## begin Data shown

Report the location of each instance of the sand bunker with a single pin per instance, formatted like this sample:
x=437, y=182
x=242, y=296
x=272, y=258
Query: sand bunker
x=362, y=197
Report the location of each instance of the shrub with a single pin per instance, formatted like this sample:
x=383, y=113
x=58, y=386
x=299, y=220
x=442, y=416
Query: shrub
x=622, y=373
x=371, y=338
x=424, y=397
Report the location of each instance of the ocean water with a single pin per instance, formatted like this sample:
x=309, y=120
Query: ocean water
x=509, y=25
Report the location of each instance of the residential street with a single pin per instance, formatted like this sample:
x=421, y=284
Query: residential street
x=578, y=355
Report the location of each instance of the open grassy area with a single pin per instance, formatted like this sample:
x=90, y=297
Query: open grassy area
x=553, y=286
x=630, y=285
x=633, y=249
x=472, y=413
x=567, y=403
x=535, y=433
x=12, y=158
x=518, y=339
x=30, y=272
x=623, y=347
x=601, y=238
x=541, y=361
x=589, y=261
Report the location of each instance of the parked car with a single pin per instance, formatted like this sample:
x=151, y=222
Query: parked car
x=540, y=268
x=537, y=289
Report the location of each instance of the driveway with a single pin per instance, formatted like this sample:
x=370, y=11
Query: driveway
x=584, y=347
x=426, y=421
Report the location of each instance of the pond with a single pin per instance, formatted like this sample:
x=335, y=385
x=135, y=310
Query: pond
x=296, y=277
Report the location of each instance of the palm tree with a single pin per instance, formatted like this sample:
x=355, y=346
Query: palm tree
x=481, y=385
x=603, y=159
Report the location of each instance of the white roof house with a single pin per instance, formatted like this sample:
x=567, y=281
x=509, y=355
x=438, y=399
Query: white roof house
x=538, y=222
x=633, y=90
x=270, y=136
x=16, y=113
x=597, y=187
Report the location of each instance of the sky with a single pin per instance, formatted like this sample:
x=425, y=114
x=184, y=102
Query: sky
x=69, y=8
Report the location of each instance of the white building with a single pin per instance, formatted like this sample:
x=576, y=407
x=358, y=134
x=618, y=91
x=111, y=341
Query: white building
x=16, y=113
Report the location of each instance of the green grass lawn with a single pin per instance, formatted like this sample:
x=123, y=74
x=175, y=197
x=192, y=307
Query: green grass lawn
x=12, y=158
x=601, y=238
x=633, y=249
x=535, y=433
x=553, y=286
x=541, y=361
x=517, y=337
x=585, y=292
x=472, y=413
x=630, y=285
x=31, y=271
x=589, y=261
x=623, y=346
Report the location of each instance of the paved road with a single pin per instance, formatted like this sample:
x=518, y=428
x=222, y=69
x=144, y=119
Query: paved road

## end Data shown

Exercise:
Please copy out every one of the items above, word for word and in the same order.

The result:
Report the location of each instance of the sand bunker with a single pin per instance, formatted like this sample:
x=437, y=182
x=242, y=296
x=272, y=258
Query: sand bunker
x=362, y=197
Report the location of each instance of the shrub with a single pin per instance, formatted like this sample:
x=383, y=113
x=58, y=386
x=299, y=220
x=442, y=416
Query: shrub
x=622, y=373
x=371, y=338
x=424, y=397
Report the location of each instance of the ocean water with a single pin per instance, formatted like this sample:
x=309, y=120
Query: ocean water
x=509, y=25
Report the location of each instance of the residential street with a single pin per instance, formatted like this sample:
x=421, y=284
Query: residential street
x=578, y=355
Report the location of each instance of the open grassy area with a single pin per instance, formatted like this sample:
x=90, y=297
Query: open grassy area
x=553, y=286
x=630, y=285
x=633, y=249
x=472, y=413
x=567, y=403
x=535, y=433
x=12, y=158
x=518, y=339
x=30, y=272
x=623, y=347
x=601, y=238
x=541, y=361
x=589, y=261
Report the location of each instance of the parked car with a single pin per instance, formatted like this sample:
x=151, y=222
Query: parked car
x=540, y=268
x=537, y=289
Report the location of each instance of the driveway with a single pin per instance, formatted like this sample:
x=370, y=11
Query: driveway
x=584, y=347
x=426, y=421
Report the location of each instance of the pond with a single pin per instance, formatted like this sample:
x=335, y=385
x=135, y=310
Query: pond
x=296, y=277
Report the location of each instance of the palm tree with a single pin per instance, formatted like this sample:
x=355, y=346
Query: palm tree
x=481, y=385
x=603, y=159
Report the location of each instance of the white roof house with a single pin per instance, formatted like this sample:
x=567, y=281
x=509, y=355
x=438, y=399
Query: white roof house
x=538, y=222
x=633, y=90
x=270, y=136
x=16, y=113
x=597, y=187
Report the location of each instance of the sky with a single pin per instance, formatted like this sample:
x=425, y=114
x=184, y=102
Query: sky
x=69, y=8
Report the location of each instance of the white building with a single pin per instance, formatted like this sample:
x=576, y=407
x=358, y=134
x=618, y=91
x=111, y=341
Query: white building
x=16, y=113
Report the location of each instance of the green grass lawn with a single pin per instance, formatted like this sample:
x=123, y=74
x=175, y=197
x=192, y=307
Query: green grass lawn
x=12, y=158
x=601, y=238
x=633, y=249
x=535, y=433
x=553, y=286
x=541, y=361
x=517, y=337
x=585, y=292
x=472, y=413
x=630, y=285
x=31, y=271
x=589, y=261
x=623, y=346
Report the location of each instance of the paved road with a single pin per instance, formatted like this sample:
x=518, y=428
x=222, y=69
x=144, y=119
Query: paved road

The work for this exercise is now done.